## Data entries
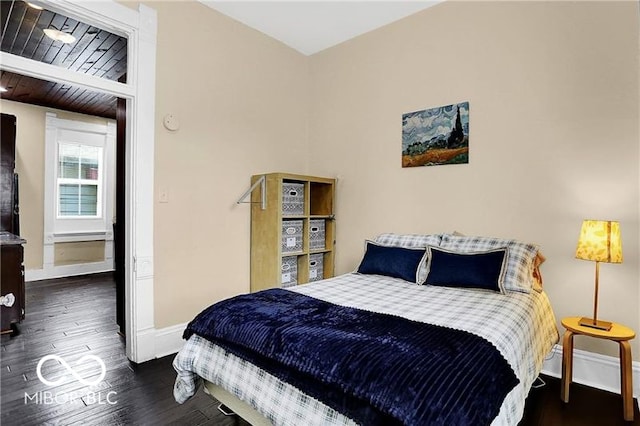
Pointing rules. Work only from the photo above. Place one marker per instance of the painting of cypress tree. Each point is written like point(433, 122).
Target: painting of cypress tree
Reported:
point(436, 136)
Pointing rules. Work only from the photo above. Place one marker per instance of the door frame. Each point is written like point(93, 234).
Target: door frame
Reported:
point(139, 27)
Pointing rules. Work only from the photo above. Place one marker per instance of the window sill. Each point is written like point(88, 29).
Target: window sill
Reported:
point(67, 237)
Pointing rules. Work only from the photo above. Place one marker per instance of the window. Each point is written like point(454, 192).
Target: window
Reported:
point(79, 183)
point(79, 179)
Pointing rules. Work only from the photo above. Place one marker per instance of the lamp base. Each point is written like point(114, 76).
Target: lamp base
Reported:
point(590, 322)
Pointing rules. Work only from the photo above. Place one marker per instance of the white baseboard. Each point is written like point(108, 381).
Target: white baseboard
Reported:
point(169, 340)
point(592, 369)
point(68, 270)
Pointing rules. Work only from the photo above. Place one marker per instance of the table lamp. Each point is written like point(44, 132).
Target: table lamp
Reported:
point(599, 242)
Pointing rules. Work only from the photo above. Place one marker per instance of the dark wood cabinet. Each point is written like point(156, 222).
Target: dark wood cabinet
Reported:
point(11, 245)
point(12, 280)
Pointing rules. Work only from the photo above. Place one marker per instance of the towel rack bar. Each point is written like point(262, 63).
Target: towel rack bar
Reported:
point(263, 192)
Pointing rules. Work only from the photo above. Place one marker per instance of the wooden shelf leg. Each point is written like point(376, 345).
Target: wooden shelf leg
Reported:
point(567, 365)
point(626, 379)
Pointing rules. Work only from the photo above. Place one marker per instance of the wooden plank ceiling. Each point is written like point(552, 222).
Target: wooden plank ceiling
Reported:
point(95, 51)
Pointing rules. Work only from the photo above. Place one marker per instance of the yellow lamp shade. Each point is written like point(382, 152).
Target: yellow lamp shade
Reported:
point(600, 241)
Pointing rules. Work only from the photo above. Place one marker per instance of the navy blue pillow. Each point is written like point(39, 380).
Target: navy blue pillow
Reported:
point(468, 270)
point(397, 262)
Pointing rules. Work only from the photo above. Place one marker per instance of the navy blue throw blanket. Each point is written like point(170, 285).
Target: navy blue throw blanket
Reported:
point(376, 369)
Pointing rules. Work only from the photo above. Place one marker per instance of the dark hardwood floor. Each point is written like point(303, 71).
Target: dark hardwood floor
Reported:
point(73, 317)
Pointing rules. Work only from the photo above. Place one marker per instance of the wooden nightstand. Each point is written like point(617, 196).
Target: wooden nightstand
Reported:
point(618, 333)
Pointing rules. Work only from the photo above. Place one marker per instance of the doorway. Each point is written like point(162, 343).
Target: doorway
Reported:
point(139, 27)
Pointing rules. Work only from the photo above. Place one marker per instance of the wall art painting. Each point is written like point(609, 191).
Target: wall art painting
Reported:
point(436, 136)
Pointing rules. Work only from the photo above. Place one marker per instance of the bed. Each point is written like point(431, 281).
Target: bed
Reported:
point(497, 338)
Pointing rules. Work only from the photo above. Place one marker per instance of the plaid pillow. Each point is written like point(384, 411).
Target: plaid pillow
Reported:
point(411, 241)
point(520, 261)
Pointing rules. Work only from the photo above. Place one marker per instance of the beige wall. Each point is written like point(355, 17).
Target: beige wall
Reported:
point(78, 252)
point(30, 134)
point(553, 92)
point(241, 99)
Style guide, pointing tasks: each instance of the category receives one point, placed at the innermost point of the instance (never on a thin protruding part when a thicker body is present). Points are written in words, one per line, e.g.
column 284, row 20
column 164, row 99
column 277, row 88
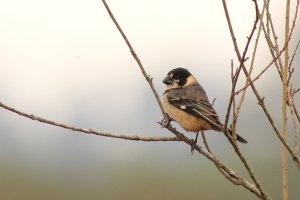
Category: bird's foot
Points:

## Description of the task
Please print, unchanged, the part of the material that opens with the line containing "like point(617, 196)." and closes with the line containing "point(497, 338)", including both of those lines.

## Solved exercise
Pointing rules. Work only from the photo above. Place one marker per instance of the wooden nightstand. Each point is written like point(617, 196).
Target: wooden nightstand
Reported:
point(618, 333)
Pointing rules. Work only from the photo above. Place one marker per instance of the doorway. Each point is written like point(162, 343).
Target: doorway
Reported:
point(139, 27)
Pointing rules. Work only from the photo above. Place one marker per instance of the wall art painting. Each point is written like point(609, 191).
Target: wall art painting
Reported:
point(436, 136)
Pointing rules. Work only from the photo above. Place one marker per instance of the bed. Each point is written like point(431, 281).
Target: bed
Reported:
point(497, 338)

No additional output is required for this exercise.